(Provided records Opens)
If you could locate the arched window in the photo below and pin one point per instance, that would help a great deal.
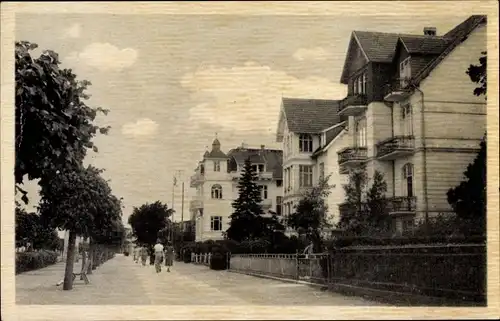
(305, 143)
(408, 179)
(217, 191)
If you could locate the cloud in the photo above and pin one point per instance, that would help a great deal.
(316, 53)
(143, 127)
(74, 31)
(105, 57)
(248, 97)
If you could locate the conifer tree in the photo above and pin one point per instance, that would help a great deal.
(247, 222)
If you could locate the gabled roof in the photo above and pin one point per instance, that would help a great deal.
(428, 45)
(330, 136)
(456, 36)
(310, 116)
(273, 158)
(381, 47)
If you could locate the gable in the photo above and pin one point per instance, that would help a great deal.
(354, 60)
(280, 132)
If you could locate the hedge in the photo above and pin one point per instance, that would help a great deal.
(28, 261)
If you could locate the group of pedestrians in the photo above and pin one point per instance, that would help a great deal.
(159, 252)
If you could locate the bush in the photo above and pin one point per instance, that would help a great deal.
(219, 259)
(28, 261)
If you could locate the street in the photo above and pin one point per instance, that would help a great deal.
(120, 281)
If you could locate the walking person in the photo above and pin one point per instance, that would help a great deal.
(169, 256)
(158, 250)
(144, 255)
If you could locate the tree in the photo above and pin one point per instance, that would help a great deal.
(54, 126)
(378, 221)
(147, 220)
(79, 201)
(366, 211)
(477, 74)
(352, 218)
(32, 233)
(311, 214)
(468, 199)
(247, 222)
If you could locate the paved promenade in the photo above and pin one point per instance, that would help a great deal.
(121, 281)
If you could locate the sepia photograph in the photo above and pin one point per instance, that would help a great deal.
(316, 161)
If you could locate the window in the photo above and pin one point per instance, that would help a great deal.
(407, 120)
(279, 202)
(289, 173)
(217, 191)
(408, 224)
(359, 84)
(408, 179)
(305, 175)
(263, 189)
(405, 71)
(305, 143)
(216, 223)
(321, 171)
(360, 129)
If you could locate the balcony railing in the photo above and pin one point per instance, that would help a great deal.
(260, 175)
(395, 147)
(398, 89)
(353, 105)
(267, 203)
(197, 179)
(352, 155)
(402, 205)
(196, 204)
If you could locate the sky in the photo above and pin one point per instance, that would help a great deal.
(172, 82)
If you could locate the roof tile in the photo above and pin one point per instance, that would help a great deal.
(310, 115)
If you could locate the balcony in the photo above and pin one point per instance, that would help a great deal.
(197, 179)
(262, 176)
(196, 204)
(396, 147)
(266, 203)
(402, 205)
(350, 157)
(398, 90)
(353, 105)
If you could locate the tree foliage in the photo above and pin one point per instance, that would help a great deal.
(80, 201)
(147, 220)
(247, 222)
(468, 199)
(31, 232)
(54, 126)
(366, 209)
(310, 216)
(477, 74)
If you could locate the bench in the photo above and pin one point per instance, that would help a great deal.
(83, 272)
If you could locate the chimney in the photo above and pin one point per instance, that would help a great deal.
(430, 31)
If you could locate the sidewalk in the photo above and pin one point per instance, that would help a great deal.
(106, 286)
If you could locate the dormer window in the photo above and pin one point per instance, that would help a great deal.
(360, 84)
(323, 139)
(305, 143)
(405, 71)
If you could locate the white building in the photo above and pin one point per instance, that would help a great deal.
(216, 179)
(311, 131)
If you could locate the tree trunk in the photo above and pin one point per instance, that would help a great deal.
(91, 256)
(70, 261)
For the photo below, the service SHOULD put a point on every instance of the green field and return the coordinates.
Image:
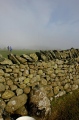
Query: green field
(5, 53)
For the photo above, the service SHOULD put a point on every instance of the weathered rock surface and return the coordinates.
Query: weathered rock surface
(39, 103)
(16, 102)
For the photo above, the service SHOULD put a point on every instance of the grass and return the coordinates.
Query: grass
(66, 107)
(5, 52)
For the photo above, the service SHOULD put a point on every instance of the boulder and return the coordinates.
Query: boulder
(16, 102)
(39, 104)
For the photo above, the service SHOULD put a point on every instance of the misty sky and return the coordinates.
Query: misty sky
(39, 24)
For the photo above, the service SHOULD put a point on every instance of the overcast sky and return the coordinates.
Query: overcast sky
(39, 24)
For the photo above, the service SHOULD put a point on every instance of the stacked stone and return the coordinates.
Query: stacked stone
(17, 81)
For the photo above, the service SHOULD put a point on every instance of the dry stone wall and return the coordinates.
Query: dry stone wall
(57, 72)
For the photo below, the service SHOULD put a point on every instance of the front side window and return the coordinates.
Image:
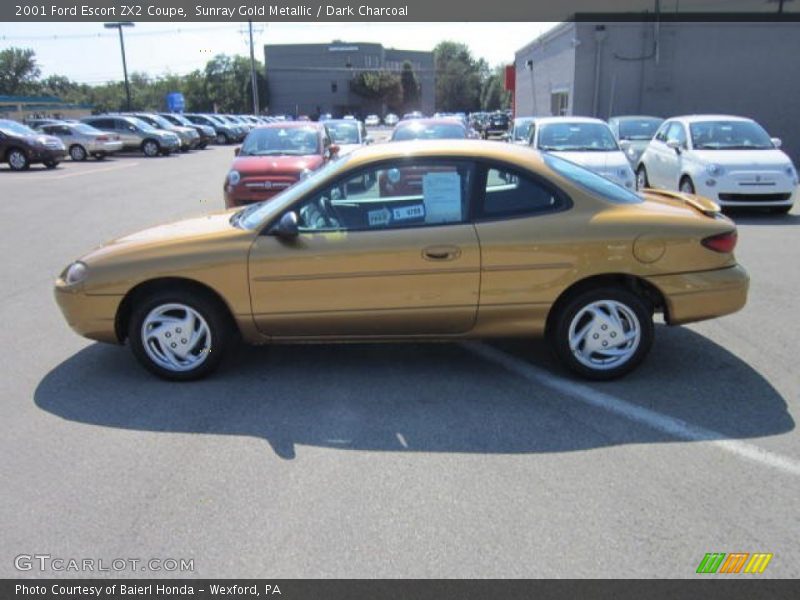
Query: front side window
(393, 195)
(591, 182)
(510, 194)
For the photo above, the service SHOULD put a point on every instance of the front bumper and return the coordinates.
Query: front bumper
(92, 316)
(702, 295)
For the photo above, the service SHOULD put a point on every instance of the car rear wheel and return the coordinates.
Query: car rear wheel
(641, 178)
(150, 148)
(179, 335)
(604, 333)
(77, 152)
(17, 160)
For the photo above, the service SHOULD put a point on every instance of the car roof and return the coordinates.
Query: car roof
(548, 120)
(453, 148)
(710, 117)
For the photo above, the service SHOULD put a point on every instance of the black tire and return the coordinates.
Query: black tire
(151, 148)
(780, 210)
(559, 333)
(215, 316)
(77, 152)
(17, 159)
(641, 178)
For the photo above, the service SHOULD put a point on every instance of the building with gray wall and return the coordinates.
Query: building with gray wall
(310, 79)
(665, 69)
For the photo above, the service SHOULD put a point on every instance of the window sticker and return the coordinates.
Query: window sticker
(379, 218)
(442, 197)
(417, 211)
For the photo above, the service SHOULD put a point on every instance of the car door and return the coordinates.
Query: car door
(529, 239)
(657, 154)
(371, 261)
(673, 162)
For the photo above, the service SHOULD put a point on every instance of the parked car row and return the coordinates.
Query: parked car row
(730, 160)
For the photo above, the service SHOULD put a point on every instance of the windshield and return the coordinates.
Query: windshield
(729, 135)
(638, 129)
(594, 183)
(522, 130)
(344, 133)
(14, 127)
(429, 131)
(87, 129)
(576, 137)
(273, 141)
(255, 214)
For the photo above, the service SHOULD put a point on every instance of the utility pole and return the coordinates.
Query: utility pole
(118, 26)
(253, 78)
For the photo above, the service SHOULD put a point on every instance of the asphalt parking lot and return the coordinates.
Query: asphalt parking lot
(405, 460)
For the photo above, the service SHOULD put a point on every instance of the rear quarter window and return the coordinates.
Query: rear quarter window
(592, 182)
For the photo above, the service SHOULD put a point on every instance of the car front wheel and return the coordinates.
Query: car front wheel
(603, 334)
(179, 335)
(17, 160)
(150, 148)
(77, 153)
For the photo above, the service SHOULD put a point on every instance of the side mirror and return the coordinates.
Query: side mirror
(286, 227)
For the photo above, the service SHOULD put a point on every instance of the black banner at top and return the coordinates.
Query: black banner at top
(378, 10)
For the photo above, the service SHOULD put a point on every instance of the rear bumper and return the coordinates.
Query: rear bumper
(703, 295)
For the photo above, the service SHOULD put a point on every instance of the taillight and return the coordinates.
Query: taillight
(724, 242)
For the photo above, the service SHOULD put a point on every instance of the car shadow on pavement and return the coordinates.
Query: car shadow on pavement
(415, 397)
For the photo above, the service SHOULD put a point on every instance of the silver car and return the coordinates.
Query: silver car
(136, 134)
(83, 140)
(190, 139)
(Provided records Closes)
(Provided records Opens)
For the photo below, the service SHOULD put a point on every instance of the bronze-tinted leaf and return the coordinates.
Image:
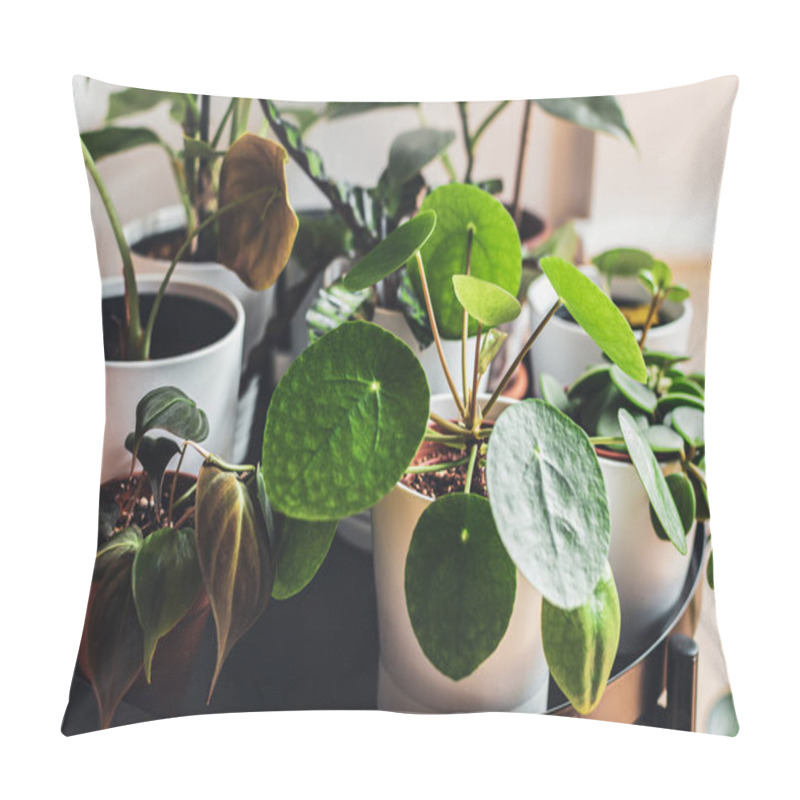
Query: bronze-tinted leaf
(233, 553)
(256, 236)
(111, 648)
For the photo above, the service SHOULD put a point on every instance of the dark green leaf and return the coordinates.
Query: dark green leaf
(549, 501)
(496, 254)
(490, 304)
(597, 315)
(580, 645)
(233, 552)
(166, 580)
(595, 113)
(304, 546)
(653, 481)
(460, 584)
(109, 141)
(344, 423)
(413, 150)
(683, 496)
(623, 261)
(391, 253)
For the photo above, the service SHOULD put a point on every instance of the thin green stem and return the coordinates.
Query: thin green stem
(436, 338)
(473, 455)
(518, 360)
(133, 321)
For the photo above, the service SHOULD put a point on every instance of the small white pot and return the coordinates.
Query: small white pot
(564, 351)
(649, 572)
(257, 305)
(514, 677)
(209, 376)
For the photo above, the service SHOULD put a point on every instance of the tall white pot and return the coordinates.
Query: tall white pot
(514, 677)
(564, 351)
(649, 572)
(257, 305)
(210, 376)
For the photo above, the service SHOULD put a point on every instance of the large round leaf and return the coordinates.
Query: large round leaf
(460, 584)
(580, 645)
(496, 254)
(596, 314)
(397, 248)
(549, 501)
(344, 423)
(Provided records Closes)
(Provided records Opens)
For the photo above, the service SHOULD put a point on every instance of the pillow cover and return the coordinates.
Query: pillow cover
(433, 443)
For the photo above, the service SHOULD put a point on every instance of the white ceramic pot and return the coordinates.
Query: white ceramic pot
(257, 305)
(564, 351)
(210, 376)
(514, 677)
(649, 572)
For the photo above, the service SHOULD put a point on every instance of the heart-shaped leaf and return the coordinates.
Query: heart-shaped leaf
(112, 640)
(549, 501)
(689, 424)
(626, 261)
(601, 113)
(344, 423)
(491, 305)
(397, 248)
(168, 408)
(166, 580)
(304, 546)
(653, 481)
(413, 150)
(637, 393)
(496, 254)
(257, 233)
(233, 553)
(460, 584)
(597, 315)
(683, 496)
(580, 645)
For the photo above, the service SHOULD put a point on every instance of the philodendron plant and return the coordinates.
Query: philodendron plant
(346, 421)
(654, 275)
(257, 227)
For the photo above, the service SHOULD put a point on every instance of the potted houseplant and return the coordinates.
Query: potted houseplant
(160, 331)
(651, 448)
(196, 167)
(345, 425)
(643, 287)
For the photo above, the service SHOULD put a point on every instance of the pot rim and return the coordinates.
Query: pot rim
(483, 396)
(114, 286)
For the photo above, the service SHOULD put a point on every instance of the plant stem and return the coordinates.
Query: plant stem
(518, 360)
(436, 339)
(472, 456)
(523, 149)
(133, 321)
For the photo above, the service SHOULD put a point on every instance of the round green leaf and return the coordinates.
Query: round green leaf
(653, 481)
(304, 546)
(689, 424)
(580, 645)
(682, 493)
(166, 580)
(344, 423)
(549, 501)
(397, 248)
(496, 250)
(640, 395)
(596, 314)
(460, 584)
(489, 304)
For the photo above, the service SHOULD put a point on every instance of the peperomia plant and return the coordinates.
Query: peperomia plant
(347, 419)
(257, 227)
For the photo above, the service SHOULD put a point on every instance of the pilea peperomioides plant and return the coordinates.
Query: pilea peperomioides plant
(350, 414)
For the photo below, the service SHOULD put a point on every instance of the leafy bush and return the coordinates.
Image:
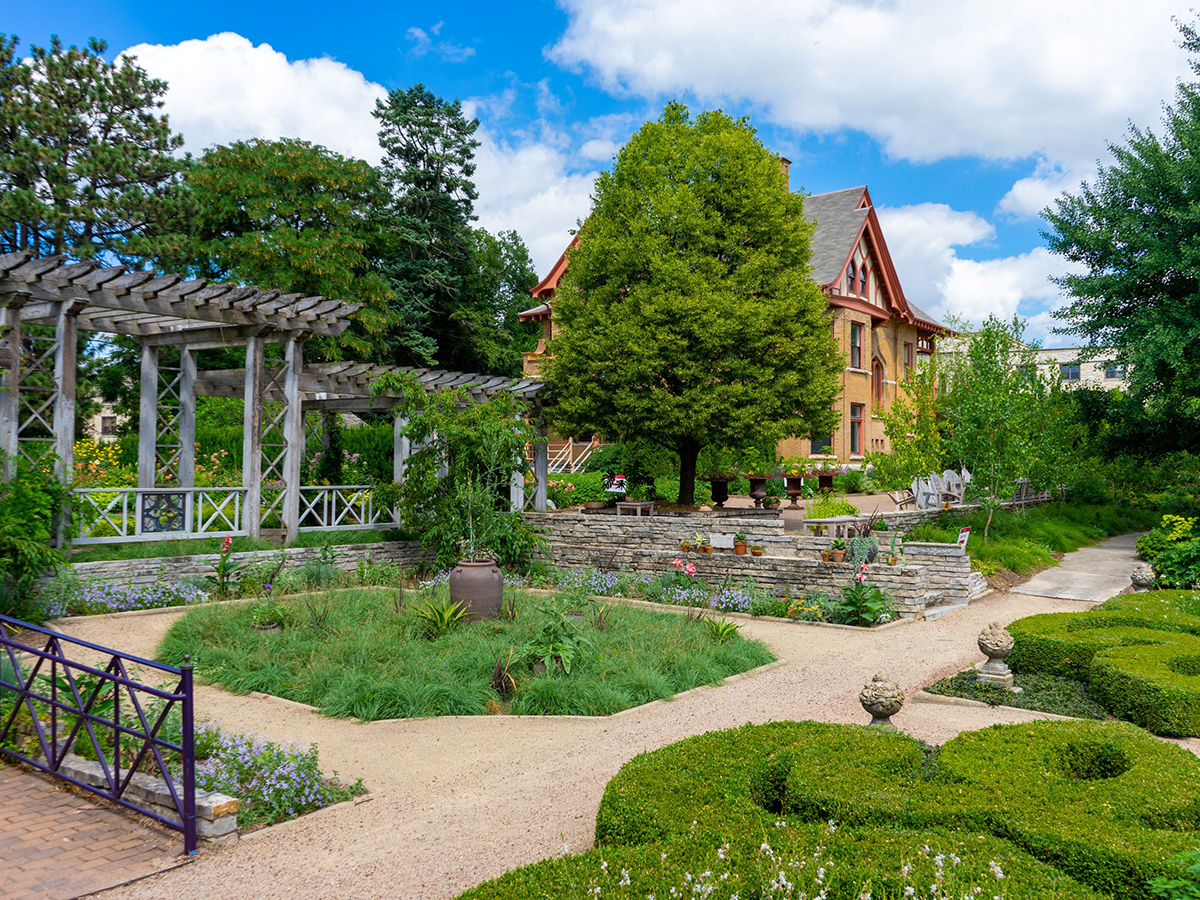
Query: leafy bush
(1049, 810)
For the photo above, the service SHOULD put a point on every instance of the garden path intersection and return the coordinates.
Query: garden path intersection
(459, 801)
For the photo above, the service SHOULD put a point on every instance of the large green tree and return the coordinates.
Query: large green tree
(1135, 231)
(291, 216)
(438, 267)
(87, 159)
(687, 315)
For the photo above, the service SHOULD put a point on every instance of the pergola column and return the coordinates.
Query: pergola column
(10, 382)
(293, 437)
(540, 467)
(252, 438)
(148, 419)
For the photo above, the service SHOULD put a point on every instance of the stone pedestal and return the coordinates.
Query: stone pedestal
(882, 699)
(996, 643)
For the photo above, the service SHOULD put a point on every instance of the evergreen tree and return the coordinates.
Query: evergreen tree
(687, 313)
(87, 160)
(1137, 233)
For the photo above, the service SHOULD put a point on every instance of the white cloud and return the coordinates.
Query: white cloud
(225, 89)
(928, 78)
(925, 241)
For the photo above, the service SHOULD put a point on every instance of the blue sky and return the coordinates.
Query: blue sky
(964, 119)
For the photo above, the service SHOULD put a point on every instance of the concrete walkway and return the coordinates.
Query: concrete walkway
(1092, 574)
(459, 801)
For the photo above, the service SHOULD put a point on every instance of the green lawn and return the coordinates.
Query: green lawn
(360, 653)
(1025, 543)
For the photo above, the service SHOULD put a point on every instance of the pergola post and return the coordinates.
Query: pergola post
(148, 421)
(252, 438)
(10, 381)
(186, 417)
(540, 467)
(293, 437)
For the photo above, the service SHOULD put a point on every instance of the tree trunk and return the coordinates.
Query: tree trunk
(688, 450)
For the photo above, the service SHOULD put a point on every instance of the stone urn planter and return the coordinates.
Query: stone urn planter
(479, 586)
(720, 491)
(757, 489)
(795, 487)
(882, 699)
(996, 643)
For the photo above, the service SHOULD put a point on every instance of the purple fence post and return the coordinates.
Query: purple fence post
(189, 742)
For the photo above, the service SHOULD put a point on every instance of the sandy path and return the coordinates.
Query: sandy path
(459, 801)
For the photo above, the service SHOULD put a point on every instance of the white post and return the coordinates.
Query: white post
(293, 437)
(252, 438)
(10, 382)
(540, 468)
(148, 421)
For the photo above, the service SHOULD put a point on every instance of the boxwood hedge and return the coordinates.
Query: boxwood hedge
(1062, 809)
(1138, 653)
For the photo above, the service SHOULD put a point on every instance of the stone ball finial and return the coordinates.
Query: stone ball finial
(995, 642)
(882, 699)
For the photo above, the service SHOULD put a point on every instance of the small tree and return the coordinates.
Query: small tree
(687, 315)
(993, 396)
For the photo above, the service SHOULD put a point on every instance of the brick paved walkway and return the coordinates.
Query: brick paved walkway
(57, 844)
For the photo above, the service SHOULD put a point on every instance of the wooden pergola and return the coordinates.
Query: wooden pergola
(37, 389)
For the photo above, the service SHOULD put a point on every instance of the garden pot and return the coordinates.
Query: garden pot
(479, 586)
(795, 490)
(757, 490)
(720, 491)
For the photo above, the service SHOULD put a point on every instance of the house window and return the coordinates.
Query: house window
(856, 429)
(Provided records Closes)
Write down again, exactly as given, only the lines above that fall from the line with "Query: utility pole" to the line with "top and return the coordinates.", inclusive.

Query: utility pole
(118, 26)
(253, 78)
For the photo above, the service SHOULD put a point on every instance of the asphalt parking lot and return the coordinates.
Query: asphalt parking lot
(405, 460)
For the photo above, the service SHOULD put a point on every instance of the rear quarter window and return the coordinates.
Query: rear quarter window
(592, 182)
For the photo above, the service SHOULD put a point on every instance of the car front wheel and return the coordinates.
Query: car front wheel
(603, 334)
(179, 335)
(17, 160)
(150, 148)
(77, 153)
For the photo above, the service SHOULD put a point on every instance of the side mirror and return the coordinates.
Query: side mirror
(286, 227)
For the photo above, the service SHOULD put a point on every instance of the black banner at top and return the coordinates.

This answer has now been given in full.